Additional loading from development, wastewater discharge and storm overflows moves through the river and accumulates downstream.
What we are seeing locally
Through our own work and Freedom of Information requests, a consistent picture is emerging:
- wastewater infrastructure is already under pressure
- data on storm overflows is largely modelled rather than measured
- sewage has been detected in local floodwater
- responses from NI Water are often unclear or difficult to reconcile
At the same time, development continues.
A simple question
If the system is already under strain, how can additional development have no impact?
A simple answer.
It cannot.
Why this consultation matters
Responses to this consultation will inform the next River Basin Management Plan (2028–2033).
This is the framework that will shape:
- how water quality is protected
- how pressures are managed
- and how decisions are made
If the issues are not clearly identified now, they will not be properly addressed later.

* **Entries provided**
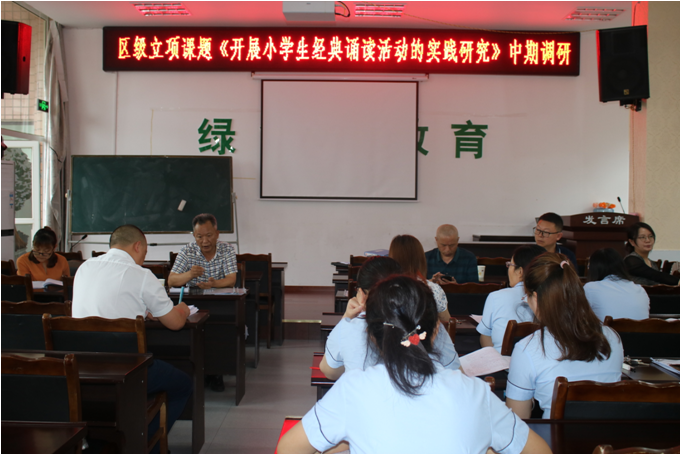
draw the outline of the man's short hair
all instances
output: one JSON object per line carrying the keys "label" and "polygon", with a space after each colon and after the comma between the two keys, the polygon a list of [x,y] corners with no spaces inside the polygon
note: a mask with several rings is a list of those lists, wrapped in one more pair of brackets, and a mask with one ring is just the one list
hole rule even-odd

* **What you will do**
a. Translate this sentence from the passage on wastewater and river pressures into Spanish: "Responses to this consultation will inform the next River Basin Management Plan (2028–2033)."
b. Continue the passage on wastewater and river pressures from its last sentence.

* **Expected answers**
a. Las respuestas a esta consulta servirán de base para el próximo Plan de Gestión de Cuenca Hidrográfica (2028–2033).

b.
What needs to change
From our perspective, three things are essential:
- Recognition of cumulative impact
Not one development at a time, but the total load on the system - Transparency and real data
Not modelled assumptions, but measured reality - Infrastructure before development
If development creates demand, it must fund the infrastructure required
Have your say
This consultation is open to everyone.
You do not need to be an expert. You only need to care about the future of our rivers and waterways.
Don’t wait until further harm occurs
The River Lagan, the Lagan Valley and Belfast Lough are all part of the same system.
What we allow now will shape their future, we have to do better.
Respond before 18 June 2026.
SEE QUARTERLANDS RESPONSE HERE.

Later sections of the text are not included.